» CONSIGNES DE L'EXERCICE:
1/ Résumez plus brièvement le paragraphe du texte sur l'exposition Fatum qui commence par « En offrant à Jérôme Zonder », en conservant ses faits principaux.
2/ Indiquez par oui ou par non si le texte sur l'exposition Fatum confirme chaque affirmation, et citez mot pour mot le passage décisif : (a) l'exposition Fatum dure jusqu'au 10 mai ; (b) l'exposition consacrée à Jeff Koons a lieu à La Maison rouge ; (c) le parcours se termine dans la lumière.

» TEXTE FOURNI:
---
Trois entrées possibles - il en est bien sûr d'autres - pour approcher Jérôme Zonder.
En offrant à Jérôme Zonder une impressionnante exposition monographique, Fatum, ce long parcours, conçu par l'artiste, qui nous enfonce dans les ténèbres, La Maison rouge devient jusqu'au 10 mai une périphrase pour dire... enfer. Enfer de la violence, de la barbarie, de l' « inhumanité universelle ». Du sadisme individuel, illustré par des scènes effrayantes de perversion, à l'effroyable, monstrueuse Shoah (dessins à partir de quatre photographies de chambre à gaz, et de la libération des camps), l'enfer dessiné par Jérôme Zonder témoigne d'une innocence à jamais perdue. L'enfance innocente ? Zonder s'inscrit clairement dans le modèle freudien de l'enfant « pervers polymorphe ». Les « progrès » de l'humanité ? Zonder nous dit : « La Shoah, Hiroshima, le Rwanda... ces trois événements interrogent le moment de limite que nous avons atteint dans l'histoire du corps de l'homme, et qui constitue le noeud de mon travail ». Parallèlement à Fatum, il est intéressant de visiter l'exposition que Beaubourg consacre à Jeff Koons : Jérôme Zonder, dans la forme comme dans le fond, c'est l'anti-Jeff Koons, son antithèse absolue ! Aucune séduction par les thèmes, les couleurs, les volumes, le kitsch, l'Éros pulpeux, l'éden de la consommation. Avec Zonder, aucune consolation, aucune échappatoire : l'homme, structurellement pervers, est travaillé par la pulsion de mort dès l'enfance. Les fabuleux progrès de la technique, au XXème siècle, ont nourri davantage encore les puissances du Mal. Où allons-nous ? La fin du parcours : une obscurité totale...
---
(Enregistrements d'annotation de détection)
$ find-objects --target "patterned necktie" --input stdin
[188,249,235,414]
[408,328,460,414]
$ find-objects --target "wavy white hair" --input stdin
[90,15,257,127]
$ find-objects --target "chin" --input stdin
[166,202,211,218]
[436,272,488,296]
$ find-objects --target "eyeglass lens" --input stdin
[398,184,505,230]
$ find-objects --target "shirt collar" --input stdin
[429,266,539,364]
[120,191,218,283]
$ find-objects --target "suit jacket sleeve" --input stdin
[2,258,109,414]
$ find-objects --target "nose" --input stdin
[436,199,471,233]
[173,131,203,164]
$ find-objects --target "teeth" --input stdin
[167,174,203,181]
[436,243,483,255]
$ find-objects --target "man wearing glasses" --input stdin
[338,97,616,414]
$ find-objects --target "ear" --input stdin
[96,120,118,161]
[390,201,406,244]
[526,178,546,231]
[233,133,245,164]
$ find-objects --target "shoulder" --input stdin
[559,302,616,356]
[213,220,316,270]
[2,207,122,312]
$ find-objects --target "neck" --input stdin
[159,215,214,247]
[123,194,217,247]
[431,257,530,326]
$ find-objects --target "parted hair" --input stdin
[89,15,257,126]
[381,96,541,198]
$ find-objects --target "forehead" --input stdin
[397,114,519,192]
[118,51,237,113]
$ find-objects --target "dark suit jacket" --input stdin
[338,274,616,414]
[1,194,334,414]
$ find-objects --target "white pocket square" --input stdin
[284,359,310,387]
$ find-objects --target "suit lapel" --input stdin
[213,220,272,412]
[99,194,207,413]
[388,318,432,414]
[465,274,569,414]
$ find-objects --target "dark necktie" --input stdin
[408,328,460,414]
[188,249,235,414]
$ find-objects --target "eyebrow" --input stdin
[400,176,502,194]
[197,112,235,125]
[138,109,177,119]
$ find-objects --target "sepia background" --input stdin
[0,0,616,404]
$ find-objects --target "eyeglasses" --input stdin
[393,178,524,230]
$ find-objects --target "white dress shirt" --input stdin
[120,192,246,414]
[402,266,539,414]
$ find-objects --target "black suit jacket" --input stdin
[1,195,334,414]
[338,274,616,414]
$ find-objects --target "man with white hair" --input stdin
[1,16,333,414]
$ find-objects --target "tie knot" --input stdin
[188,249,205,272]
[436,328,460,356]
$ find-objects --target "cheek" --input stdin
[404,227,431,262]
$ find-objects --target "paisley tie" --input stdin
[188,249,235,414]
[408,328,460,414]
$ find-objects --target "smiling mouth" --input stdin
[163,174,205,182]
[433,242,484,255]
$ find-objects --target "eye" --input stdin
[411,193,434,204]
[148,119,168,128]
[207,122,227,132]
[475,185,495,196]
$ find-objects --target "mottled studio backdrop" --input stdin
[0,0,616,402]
---
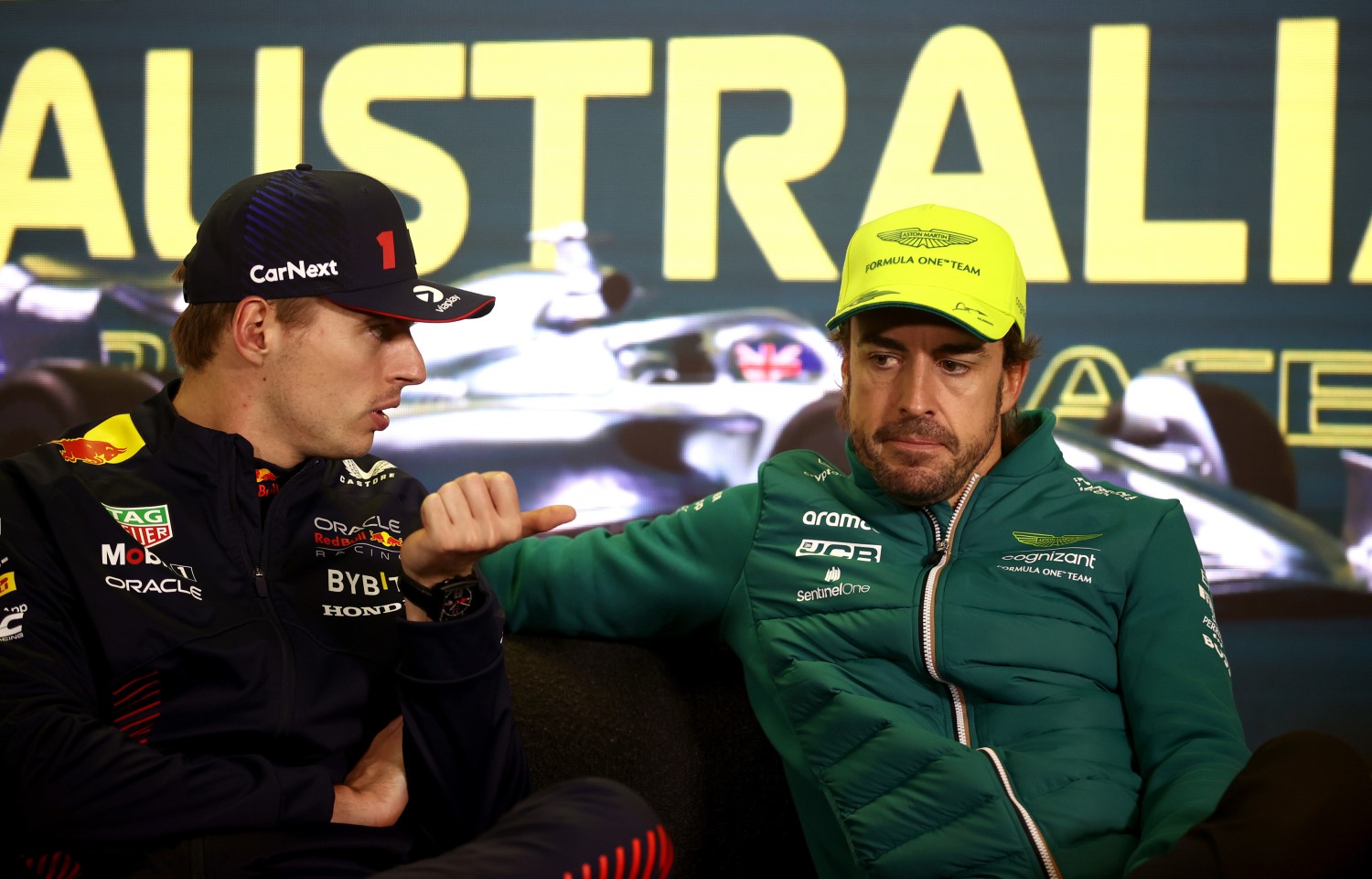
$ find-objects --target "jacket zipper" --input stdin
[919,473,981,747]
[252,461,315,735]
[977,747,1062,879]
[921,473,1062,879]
---
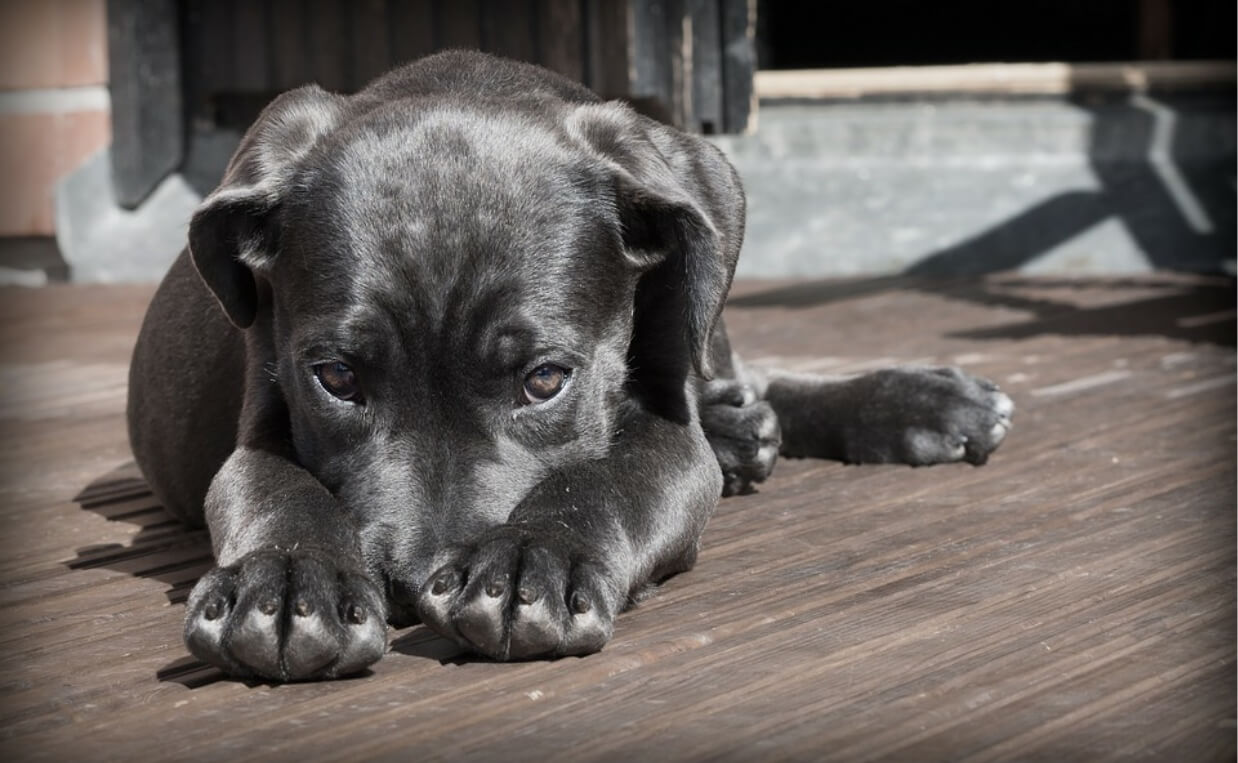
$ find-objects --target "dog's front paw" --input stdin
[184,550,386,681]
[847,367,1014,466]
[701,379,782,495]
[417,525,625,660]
---
» RÉSULTATS DE L'EXERCICE:
1/ Jusqu'au 10 mai, La Maison rouge présente Fatum, une exposition monographique de Jérôme Zonder conçue par l'artiste. Elle plonge le visiteur dans un enfer de violence et de barbarie, du sadisme individuel jusqu'à la Shoah. Zonder s'inscrit dans le modèle freudien de l'enfant « pervers polymorphe ». Il place au cœur de son travail la limite que la Shoah, Hiroshima et le Rwanda ont atteinte dans l'histoire du corps de l'homme. Antithèse absolue de Jeff Koons, exposé à Beaubourg, son œuvre n'offre ni séduction ni consolation : l'homme est pervers dès l'enfance, et les progrès techniques du XXe siècle ont nourri les puissances du Mal. Le parcours s'achève dans une obscurité totale.

2/
(a) Oui : « La Maison rouge devient jusqu'au 10 mai une périphrase pour dire... enfer ».
(b) Non : « l'exposition que Beaubourg consacre à Jeff Koons ».
(c) Non : « La fin du parcours : une obscurité totale... ».